Exercise directions: Reproduce all the entries exactly.

(Saved data entries)
▼

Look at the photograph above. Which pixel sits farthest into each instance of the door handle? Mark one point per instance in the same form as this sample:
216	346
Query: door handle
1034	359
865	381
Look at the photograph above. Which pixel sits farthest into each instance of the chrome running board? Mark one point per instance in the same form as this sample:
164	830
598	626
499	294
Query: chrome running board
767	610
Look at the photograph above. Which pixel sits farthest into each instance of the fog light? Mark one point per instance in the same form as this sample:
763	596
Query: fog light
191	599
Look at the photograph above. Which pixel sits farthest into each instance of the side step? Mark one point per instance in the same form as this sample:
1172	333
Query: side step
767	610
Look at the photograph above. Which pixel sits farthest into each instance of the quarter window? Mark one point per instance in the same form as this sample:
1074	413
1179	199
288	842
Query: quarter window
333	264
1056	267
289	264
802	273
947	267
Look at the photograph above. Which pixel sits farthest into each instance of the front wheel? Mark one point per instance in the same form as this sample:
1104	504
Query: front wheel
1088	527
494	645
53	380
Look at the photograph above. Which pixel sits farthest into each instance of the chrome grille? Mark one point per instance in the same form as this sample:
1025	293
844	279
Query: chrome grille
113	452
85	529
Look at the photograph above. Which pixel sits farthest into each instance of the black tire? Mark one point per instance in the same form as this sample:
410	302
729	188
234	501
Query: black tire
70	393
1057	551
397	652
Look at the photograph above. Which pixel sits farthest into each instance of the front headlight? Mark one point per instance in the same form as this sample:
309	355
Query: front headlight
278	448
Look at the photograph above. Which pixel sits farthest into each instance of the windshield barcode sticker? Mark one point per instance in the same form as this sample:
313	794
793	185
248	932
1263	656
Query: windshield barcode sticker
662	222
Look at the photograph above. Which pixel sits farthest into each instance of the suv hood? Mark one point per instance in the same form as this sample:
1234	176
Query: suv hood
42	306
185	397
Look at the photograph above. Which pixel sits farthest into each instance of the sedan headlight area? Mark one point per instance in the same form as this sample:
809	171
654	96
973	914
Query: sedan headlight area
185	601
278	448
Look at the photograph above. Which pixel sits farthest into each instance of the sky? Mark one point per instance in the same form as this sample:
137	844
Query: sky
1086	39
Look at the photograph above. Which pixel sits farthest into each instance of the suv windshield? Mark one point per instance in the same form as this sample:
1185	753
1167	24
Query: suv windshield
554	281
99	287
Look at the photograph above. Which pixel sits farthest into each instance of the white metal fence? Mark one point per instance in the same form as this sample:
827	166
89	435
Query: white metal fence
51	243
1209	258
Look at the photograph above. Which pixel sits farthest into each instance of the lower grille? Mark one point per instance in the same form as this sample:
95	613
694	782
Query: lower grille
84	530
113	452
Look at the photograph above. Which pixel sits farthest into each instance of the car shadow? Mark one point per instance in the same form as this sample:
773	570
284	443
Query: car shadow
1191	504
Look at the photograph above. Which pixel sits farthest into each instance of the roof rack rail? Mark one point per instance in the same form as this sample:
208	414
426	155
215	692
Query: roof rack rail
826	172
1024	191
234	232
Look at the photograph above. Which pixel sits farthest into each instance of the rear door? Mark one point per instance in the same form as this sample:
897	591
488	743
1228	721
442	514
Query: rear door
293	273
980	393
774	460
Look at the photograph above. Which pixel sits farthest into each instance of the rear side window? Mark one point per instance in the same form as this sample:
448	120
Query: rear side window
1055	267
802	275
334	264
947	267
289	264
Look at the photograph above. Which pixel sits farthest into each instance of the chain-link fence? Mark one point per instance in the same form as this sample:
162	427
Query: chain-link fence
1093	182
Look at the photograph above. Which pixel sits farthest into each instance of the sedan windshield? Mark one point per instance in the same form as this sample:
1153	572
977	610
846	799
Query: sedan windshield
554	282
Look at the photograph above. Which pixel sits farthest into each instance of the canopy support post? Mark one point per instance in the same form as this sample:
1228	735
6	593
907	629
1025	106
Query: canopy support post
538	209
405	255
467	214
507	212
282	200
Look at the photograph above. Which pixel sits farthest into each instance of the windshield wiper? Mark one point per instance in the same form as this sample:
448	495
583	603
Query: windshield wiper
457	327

▲

Answer for the task:
Look at the photograph above. Which pixel sits farthest into each instance of the door handle? Mark one point per instance in the same form as this sample:
216	346
Query: door handle
1034	359
865	381
Look at the photograph above. Which pixel sits farthest into each instance of the chrome running board? Mark one point per instance in the same form as this sample:
164	830
598	626
499	294
Query: chrome running board
767	610
Look at the photograph above. Which pixel sits farthest into each instance of the fog light? Mark one point per instance in the same form as this sample:
763	596
Query: fog light
191	599
Look at the photograph above. Which pixel sits farthest into each instance of the side step? Mark one point per instance in the same form as this sample:
1172	333
Query: side step
767	610
Look at the photograph above. Which pixel sits farthest into each instance of the quarter window? Mark one point per instance in the same form as this sample:
1074	413
1179	199
288	842
Query: quarter window
333	264
1056	267
289	264
802	273
947	267
Look at the photograph above. Which pixel sits farthest into each instance of the front wheel? Mark one point per instance in the same form as this sample:
1104	504
Query: front wheel
1088	527
494	645
53	380
Look at the photograph above. Which pixel sits farthest into each instance of the chrome grille? Mark one point per instance in the same form as this sample:
1025	293
844	279
Query: chrome grille
113	452
85	529
Look at the photograph above. Which pixel sits farthest into each instance of the black tire? Mark one point per instance in the same form as this sample:
410	302
729	188
234	501
Query: black tire
70	393
1057	551
397	652
Look at the photograph above. Which pixel sits farthest into each instance of the front headlight? Mark one point per instance in the same form as this sample:
309	355
Query: front headlight
278	448
Look at the photograph above. Which pixel sits farthest into each instance of the windshield barcode sticker? Mark one point per instance in the same form as this sample:
313	794
793	185
248	932
1263	656
Query: windshield barcode sticker
662	222
Look at the photograph above. Which pixel sits farthest into each instance of the suv hood? Mark one point per instance in the same form as this sample:
1234	176
Query: suv hood
42	306
185	397
Look at the photograph above. Which pixel sits farthest into each instance of the sedan headlight area? Mark one point per instance in the same form as this sample:
809	171
654	96
973	914
Query: sedan headlight area
185	601
278	448
Look at the photograph above. Which pixel sits farthest into each instance of the sky? Mark one point per instance in the same form as this sample:
137	844
Query: sky
1086	39
Look at the photograph above. Which pixel sits farthest into each instance of the suv windshield? Mark one point per instance in the same form as this sample:
1185	753
1167	24
Query: suv windshield
554	281
99	287
Look at the photograph above. Which pixel sits farthest into each instance of the white metal fence? Mark one point per instance in the same form as this sample:
827	166
89	435
Query: white metal fence
51	243
1209	258
Look at the photograph above. Which pixel sits farthest into each instance of the lower grille? Mark one point per instance in the same form as this sample:
95	613
694	782
Query: lower grille
84	530
113	452
Look at the photograph above. Which pixel sits farthest into each instance of the car shadow? Mark one point per instance in the same form as this sample:
773	570
284	443
Query: car shadow
1191	504
Look at the photograph above. Which pixel sits farthest into each instance of the roof rack rail? Mark one point per instance in the same form as this sample:
208	414
426	155
215	692
Query: roof rack rail
826	172
1024	191
234	232
Look at the photograph above. Which pixel sits farthest into each instance of the rear door? Mark one point per instance in the same form as this sample:
897	591
488	743
1228	721
442	514
Query: rear door
293	273
980	393
774	460
Look at the photograph above. Which pixel sits farthest into each instance of the rear side window? Mark one point per instance in the same form as this sample:
448	120
Query: rear side window
1055	267
802	275
334	264
947	267
289	264
Look at the photograph above. Which pixel sits farthest into each instance of the chain-link fence? Mark one point per instance in the same form as this sample:
162	427
Query: chain-link fence
1093	182
Look at the photograph above. Which pixel sits farthest into each instance of the sedan windshield? Mark one point per instance in the same form as this sample:
1153	572
977	610
846	799
Query: sedan windshield
554	282
Look at the photograph above. Which pixel sits farthest into each instance of the canopy support post? Mark one point per instance in the same form as this sample:
1228	735
6	593
907	629
1025	106
Query: canopy support post
538	209
405	255
467	214
507	212
282	200
Look at the photograph above. Which pixel sits farthest into each instance of the windshield wiper? Mark one point per instance in the same form as this sample:
448	495
583	603
Query: windshield wiper
457	327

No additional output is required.